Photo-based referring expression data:
⟨
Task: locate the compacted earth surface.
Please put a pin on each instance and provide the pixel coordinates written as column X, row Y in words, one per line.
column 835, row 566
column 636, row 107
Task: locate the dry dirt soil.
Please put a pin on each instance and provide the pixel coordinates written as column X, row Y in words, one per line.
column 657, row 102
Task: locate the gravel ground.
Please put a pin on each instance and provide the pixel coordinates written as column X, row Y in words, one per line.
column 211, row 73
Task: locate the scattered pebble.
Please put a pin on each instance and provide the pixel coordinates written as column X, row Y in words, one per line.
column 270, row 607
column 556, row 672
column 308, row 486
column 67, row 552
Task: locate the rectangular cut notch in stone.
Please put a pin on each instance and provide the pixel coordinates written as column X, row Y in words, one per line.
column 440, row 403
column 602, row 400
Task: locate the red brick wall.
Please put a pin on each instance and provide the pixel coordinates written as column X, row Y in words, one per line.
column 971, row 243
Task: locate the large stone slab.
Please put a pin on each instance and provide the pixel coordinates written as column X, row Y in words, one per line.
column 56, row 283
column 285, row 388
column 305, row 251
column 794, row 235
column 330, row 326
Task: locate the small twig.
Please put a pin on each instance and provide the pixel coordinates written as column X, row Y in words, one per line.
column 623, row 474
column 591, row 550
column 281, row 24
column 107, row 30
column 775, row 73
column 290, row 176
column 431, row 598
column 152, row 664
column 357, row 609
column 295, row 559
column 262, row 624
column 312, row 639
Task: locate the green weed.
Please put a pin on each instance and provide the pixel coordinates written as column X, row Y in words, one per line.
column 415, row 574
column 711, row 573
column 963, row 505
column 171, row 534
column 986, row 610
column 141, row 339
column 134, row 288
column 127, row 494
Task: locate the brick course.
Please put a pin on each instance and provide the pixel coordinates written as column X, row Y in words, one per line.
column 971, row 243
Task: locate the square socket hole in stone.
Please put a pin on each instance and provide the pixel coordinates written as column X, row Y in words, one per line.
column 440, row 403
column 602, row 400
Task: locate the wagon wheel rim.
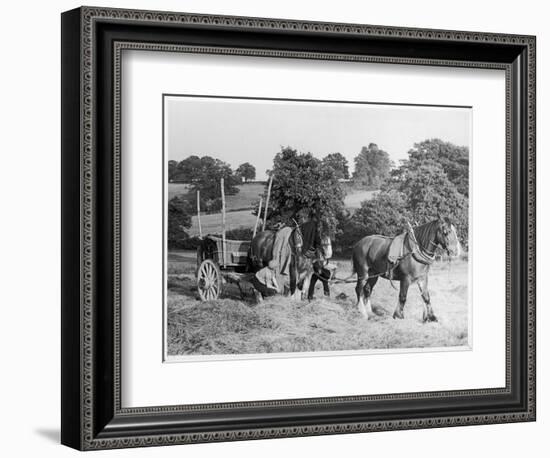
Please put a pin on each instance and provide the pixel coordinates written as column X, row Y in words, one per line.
column 209, row 280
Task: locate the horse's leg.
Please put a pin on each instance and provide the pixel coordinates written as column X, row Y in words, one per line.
column 360, row 289
column 368, row 291
column 428, row 314
column 305, row 286
column 311, row 290
column 326, row 286
column 403, row 289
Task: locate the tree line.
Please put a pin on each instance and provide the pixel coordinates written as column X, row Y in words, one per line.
column 432, row 180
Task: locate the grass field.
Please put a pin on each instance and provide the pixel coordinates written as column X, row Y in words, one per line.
column 230, row 325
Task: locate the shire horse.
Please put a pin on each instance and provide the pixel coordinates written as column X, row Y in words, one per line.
column 307, row 246
column 370, row 261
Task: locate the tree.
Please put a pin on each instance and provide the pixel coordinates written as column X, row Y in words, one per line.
column 179, row 219
column 304, row 188
column 384, row 214
column 247, row 171
column 429, row 193
column 372, row 166
column 453, row 159
column 172, row 167
column 339, row 164
column 187, row 170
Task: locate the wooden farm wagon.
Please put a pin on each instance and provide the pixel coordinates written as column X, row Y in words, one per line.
column 221, row 261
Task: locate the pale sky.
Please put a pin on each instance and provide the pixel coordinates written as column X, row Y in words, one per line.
column 237, row 130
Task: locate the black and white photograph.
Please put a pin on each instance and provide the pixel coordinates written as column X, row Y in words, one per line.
column 308, row 227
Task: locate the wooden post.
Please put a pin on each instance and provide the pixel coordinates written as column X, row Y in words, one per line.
column 267, row 200
column 223, row 222
column 199, row 213
column 257, row 218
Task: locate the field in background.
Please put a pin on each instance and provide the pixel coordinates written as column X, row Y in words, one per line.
column 244, row 202
column 232, row 326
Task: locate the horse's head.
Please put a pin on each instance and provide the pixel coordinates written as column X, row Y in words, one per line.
column 447, row 238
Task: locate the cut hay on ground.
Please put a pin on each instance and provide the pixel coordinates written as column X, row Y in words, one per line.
column 229, row 326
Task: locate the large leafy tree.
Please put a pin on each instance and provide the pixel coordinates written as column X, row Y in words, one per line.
column 453, row 159
column 338, row 163
column 303, row 188
column 372, row 166
column 429, row 192
column 186, row 170
column 246, row 171
column 179, row 219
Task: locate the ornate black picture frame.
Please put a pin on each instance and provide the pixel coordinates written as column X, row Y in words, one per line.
column 92, row 41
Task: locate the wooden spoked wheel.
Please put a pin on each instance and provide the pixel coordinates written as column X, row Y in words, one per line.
column 209, row 280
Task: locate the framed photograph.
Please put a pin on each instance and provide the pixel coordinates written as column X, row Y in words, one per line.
column 278, row 228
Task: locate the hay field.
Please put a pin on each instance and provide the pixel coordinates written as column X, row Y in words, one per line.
column 230, row 325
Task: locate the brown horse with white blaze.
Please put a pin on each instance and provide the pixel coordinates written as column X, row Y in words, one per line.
column 370, row 261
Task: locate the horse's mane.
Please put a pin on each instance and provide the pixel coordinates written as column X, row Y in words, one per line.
column 425, row 235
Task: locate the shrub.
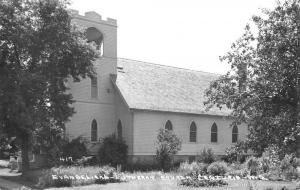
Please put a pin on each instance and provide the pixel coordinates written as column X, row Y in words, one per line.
column 236, row 153
column 47, row 179
column 113, row 151
column 107, row 174
column 167, row 145
column 217, row 168
column 193, row 180
column 207, row 156
column 186, row 168
column 142, row 167
column 75, row 149
column 253, row 165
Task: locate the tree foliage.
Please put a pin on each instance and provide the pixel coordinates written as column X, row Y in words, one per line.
column 263, row 86
column 167, row 145
column 39, row 50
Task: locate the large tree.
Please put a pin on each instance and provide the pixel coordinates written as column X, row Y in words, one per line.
column 40, row 49
column 263, row 86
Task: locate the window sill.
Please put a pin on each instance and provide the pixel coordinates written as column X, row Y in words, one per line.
column 191, row 143
column 94, row 142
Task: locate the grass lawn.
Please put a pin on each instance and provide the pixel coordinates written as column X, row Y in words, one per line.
column 159, row 184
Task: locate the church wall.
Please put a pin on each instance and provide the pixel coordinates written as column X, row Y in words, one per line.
column 126, row 116
column 147, row 124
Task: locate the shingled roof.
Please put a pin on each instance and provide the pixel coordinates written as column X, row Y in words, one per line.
column 149, row 86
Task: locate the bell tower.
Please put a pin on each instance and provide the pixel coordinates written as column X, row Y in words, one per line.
column 94, row 97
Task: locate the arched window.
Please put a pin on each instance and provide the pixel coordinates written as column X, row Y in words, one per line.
column 235, row 133
column 94, row 35
column 94, row 131
column 119, row 129
column 168, row 125
column 214, row 133
column 94, row 87
column 193, row 132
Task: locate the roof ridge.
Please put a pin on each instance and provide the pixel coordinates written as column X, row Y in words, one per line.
column 120, row 58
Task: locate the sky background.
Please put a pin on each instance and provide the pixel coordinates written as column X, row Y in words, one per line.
column 188, row 34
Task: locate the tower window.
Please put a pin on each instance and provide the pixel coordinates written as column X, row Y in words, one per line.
column 94, row 87
column 119, row 129
column 193, row 132
column 94, row 35
column 168, row 125
column 94, row 131
column 235, row 133
column 214, row 133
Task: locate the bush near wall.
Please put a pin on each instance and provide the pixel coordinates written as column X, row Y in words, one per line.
column 113, row 151
column 217, row 168
column 186, row 168
column 207, row 156
column 193, row 180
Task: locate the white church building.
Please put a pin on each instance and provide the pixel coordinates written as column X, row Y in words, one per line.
column 134, row 99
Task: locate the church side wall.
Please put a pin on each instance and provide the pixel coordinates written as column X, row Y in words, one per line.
column 147, row 123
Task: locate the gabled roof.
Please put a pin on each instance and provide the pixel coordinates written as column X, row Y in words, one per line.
column 149, row 86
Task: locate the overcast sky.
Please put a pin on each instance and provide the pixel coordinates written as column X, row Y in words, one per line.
column 189, row 34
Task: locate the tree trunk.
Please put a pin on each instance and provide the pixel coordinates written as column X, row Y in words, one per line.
column 24, row 149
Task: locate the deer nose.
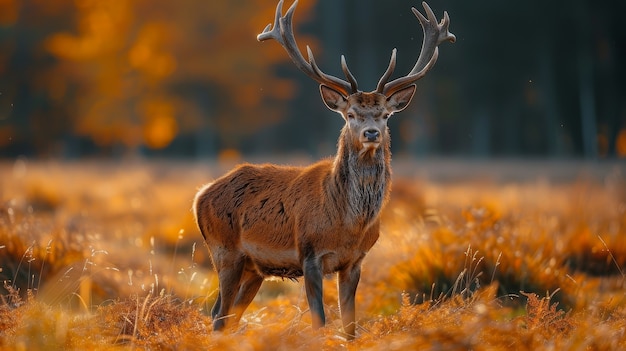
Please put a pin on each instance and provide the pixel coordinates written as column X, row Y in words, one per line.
column 371, row 134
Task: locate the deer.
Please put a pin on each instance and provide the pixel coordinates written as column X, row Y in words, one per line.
column 264, row 220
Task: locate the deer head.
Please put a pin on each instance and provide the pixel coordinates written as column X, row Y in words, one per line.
column 365, row 113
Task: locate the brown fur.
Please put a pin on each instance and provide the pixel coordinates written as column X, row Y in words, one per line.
column 269, row 220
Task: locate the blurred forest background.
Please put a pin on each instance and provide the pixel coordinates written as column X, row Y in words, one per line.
column 187, row 78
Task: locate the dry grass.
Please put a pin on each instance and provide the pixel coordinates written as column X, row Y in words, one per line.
column 100, row 256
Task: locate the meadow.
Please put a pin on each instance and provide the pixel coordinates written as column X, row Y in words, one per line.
column 106, row 255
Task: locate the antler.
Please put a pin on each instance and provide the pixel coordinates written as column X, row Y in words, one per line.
column 434, row 34
column 282, row 32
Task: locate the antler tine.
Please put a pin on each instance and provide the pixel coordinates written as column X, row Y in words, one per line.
column 349, row 75
column 282, row 32
column 273, row 33
column 392, row 66
column 434, row 34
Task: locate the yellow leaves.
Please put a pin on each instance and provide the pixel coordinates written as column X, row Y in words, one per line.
column 150, row 54
column 101, row 26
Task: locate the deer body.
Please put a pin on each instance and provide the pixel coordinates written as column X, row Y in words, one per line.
column 267, row 220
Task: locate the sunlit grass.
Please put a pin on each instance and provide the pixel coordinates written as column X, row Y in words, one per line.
column 95, row 256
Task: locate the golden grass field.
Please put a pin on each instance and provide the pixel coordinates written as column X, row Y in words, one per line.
column 107, row 256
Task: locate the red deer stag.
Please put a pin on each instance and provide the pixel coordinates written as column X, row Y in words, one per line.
column 268, row 220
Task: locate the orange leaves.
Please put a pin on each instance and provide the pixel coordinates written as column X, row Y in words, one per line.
column 159, row 123
column 150, row 53
column 101, row 27
column 123, row 55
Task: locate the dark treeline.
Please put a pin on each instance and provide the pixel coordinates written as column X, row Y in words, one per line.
column 524, row 79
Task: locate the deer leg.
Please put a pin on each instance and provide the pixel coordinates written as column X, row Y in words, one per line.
column 250, row 284
column 347, row 281
column 216, row 305
column 314, row 291
column 230, row 278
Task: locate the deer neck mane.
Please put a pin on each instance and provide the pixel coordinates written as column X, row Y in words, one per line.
column 363, row 179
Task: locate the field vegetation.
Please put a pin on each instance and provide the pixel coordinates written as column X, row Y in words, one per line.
column 107, row 256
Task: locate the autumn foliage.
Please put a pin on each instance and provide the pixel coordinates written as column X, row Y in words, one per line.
column 139, row 73
column 95, row 256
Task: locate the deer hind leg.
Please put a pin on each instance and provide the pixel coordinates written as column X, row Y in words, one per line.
column 347, row 281
column 250, row 283
column 313, row 285
column 229, row 271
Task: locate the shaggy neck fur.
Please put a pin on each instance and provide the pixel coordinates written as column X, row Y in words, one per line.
column 363, row 178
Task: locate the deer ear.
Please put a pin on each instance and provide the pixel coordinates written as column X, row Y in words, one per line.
column 333, row 99
column 399, row 100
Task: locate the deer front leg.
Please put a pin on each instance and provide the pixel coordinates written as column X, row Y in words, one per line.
column 347, row 281
column 230, row 270
column 314, row 292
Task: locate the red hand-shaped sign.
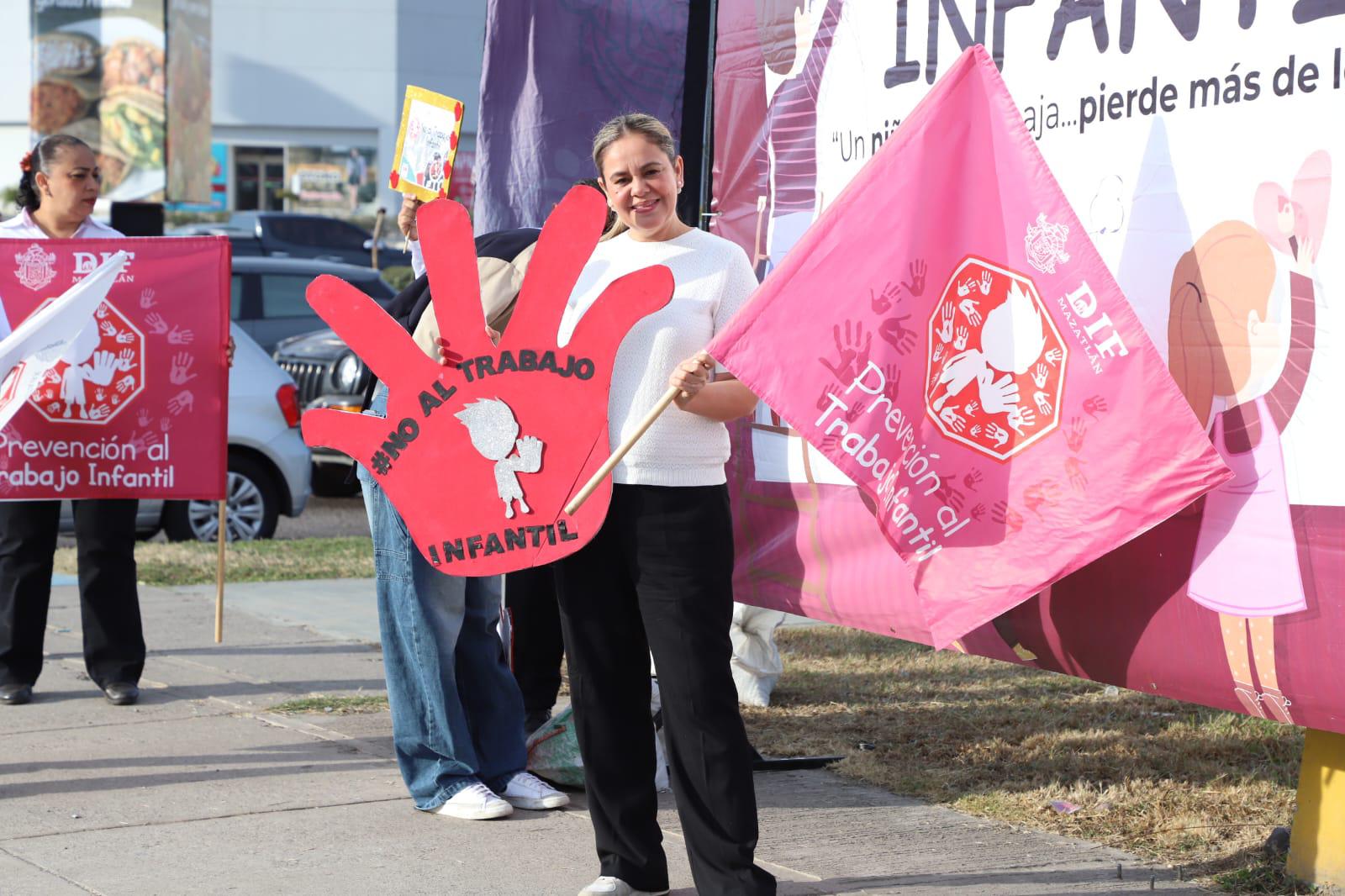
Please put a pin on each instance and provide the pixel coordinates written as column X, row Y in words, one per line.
column 481, row 458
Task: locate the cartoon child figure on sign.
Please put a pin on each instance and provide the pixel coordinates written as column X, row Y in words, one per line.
column 1226, row 343
column 494, row 432
column 1010, row 343
column 84, row 365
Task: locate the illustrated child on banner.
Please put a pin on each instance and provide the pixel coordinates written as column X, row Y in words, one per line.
column 963, row 443
column 427, row 145
column 511, row 430
column 123, row 390
column 51, row 347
⟩
EXERCISE INSTRUCTIONS: Write out every line of the data that holds the word "large".

TASK SOLUTION:
Task: locate the large stone slab.
Task: locate the large leafy tree.
Task: locate the large tree.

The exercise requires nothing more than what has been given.